▶ Aufgabe 1: Schreiben Sie alle Wörter aus dem Textauszug heraus, die den Bestandteil „Urlaub“ enthalten.
▶ Aufgabe 2:
Beantworten Sie anhand des Textauszugs knapp:
(a) Was sollen sich Geschädigte nach Veröffentlichung der Pleite vom Unternehmen ausstellen lassen?
(b) In welchem Monat und Jahr konnten deutsche Hotels und Ferienunterkünfte wieder stufenweise öffnen?
(c) Wie hieß die Devise, als die Menschen um jeden Preis raus wollten?

▶ Textauszug:

>>>

Insolvenz muss nicht das Urlaubsende bedeuten

Sofort nach Veröffentlichung der Pleite sollten Geschädigte das Unternehmen kontaktieren und sich eine schriftliche Bestätigung des Sachverhalts ausstellen lassen. Geschäftsbeziehungen enden nicht zwangsläufig, wenn die Meldung zur Insolvenz erfolgt. Um sich ankündigende Schäden zu begrenzen oder sogar zu vermeiden, werden oft kurzfristige Überbrückungsmaßnahmen eingeleitet. Trotz Insolvenzverfahren können geplante Reisen also stattfinden, wenn entsprechende Vereinbarungen getroffen wurden.

Urlaub in der Heimat ist angesagt

Das Leben der Menschen wird von Covid auf den Kopf gestellt. Ganz besonders das Reisen trifft es. Unbeschwerte Urlaubsplanung ist in den letzten zwei Jahren quasi zum Fremdwort geworden, zu unwägbar die Regelungen, die die Pandemie im In- und Ausland nach sich zog. Nach monatelangem Lockdown konnten deutsche Hotels und Ferienunterkünften im Mai 2021 wieder stufenweise öffnen. Es dauerte nicht lange und auf Sylt waren selbst teure Unterkünfte nicht mehr zu haben. Die Menschen wollten um jeden Preis raus: „Revenge Travel“ hieß die Devise. Die Bedürfnisse – gerade von Familien – werden hierbei von einem Urlaubsziel in Deutschland insofern abgeholt, als dass sich die Planung unkomplizierter gestaltet.

<<<

▶ Daten zur räumlichen Lokalisierung:
>>>

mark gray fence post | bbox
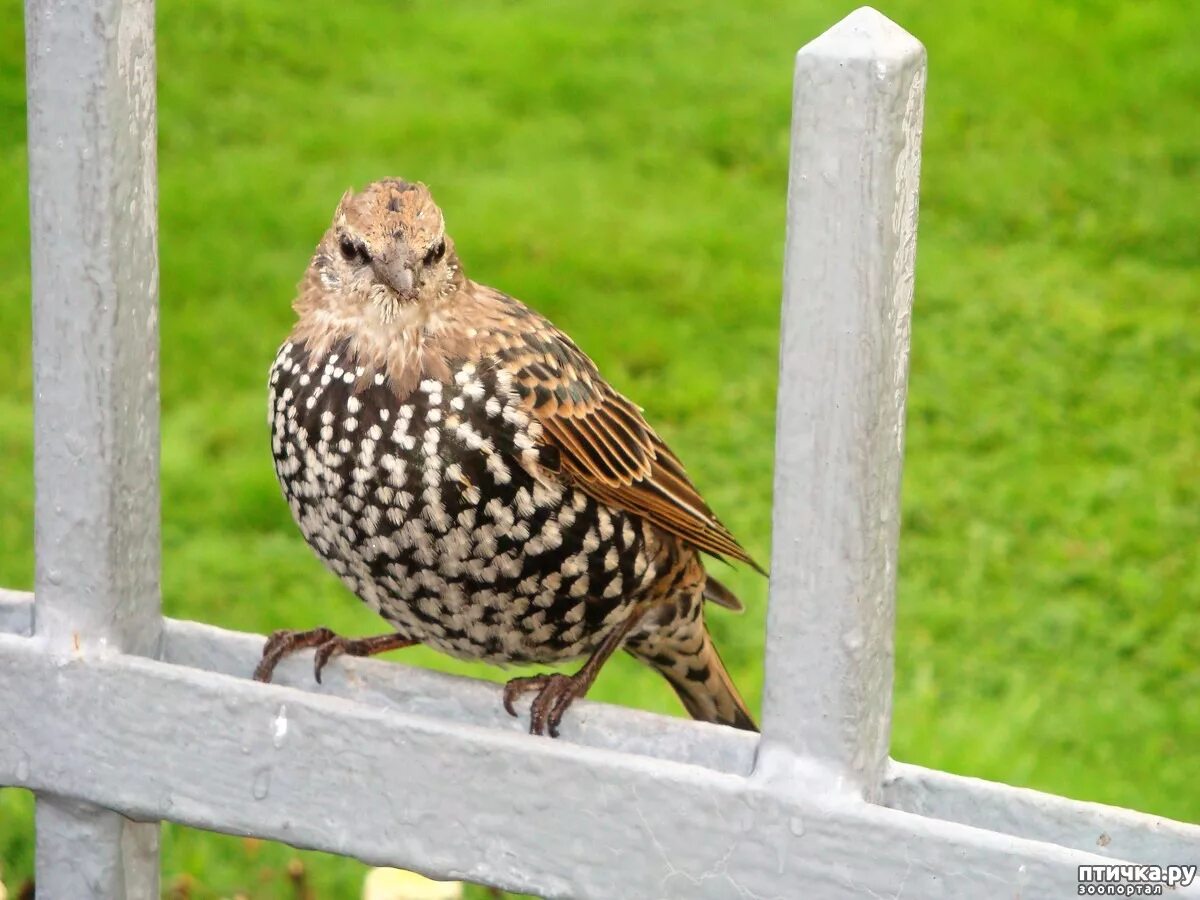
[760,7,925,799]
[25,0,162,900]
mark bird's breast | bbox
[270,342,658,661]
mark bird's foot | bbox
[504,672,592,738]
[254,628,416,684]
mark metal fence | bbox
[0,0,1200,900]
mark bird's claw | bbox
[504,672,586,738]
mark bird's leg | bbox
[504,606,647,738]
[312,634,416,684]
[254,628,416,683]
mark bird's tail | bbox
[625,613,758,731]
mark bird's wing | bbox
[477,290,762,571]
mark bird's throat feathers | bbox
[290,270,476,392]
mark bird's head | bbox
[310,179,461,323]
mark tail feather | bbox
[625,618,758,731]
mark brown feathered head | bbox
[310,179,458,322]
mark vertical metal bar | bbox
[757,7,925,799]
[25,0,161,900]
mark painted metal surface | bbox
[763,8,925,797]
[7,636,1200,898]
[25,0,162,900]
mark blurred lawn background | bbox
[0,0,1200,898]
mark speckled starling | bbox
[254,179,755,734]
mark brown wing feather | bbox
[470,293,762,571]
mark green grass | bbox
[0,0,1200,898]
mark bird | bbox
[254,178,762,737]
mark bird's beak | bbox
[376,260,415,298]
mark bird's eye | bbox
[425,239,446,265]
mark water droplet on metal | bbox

<<<

▶ Lösung 1: Urlaubsende, Urlaub, Urlaubsplanung, Urlaubsziel

▶ Lösung 2:
(a) Eine schriftliche Bestätigung des Sachverhalts.
(b) Im Mai 2021.
(c) „Revenge Travel“.